##### Source extract #####

The Yemeni Coast Guard is the coast guard service of Yemen and was founded in 2003. It has constabulary and navigation role in Yemen's ports and regional waters, as the country has  of coastline. Since the start of the Yemeni civil war in 2015, the Coast Guard functions under the internationally recognised government backed by the Saudi Arabian-led coalition. Several ports and coastal facilities in areas controlled by the Saudi-backed government of Yemen are under the authority of the Yemeni Coast Guard, which has its headquarters in Mukalla.

Role and organisation
The Coast Guard's duties include countering smuggling, illegal immigration, and piracy.
The Yemen Post reports that Yemeni Coast Guard forces have engaged in combat with corrupt elements of other Yemeni security organs. According to the Wall Street Journal shipping firms can hire US trained Yemeni Coast Guard personnel to help guard their vessels during their transit of Yemeni waters.

##### Excerpted data #####

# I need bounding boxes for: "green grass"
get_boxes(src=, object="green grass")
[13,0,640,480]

#####
##### Excerpted data #####

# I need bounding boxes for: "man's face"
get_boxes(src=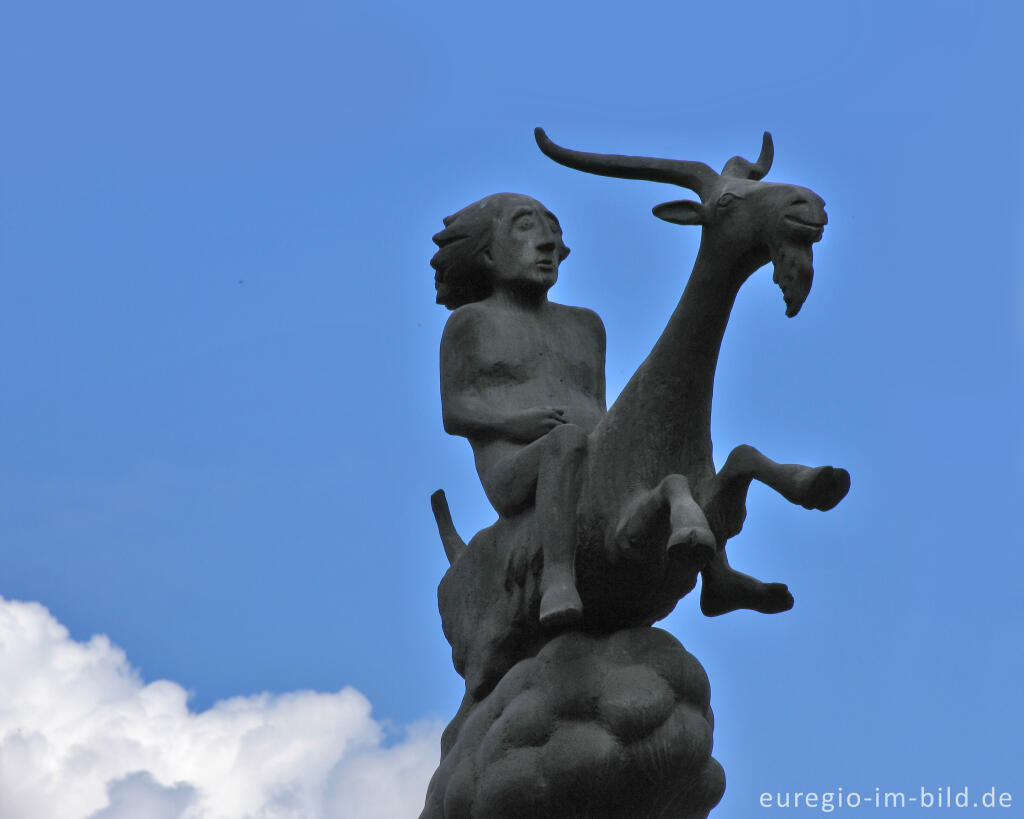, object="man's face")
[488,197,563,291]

#####

#### Exercise requirements:
1. In the text on the Yemeni Coast Guard, in which city is the service headquartered?
2. Decide whether each statement agrees with the text on the Yemeni Coast Guard, answering yes or no and quoting the words that settle it. (a) The service was founded in 2003. (b) Countering piracy is among its duties. (c) According to the Yemen Post, shipping firms can hire US trained Coast Guard personnel to guard their vessels.
3. Reproduce a passage from the text on the Yemeni Coast Guard word for word: begin at the words "The Yemeni Coast Guard is" and stop after "headquarters in Mukalla.".

#### The answers:
1. Mukalla

2.
(a) Yes: "was founded in 2003"
(b) Yes: "The Coast Guard's duties include countering smuggling, illegal immigration, and piracy."
(c) No: "According to the Wall Street Journal shipping firms can hire US trained Yemeni Coast Guard personnel to help guard their vessels"

3.
The Yemeni Coast Guard is the coast guard service of Yemen and was founded in 2003. It has constabulary and navigation role in Yemen's ports and regional waters, as the country has  of coastline. Since the start of the Yemeni civil war in 2015, the Coast Guard functions under the internationally recognised government backed by the Saudi Arabian-led coalition. Several ports and coastal facilities in areas controlled by the Saudi-backed government of Yemen are under the authority of the Yemeni Coast Guard, which has its headquarters in Mukalla.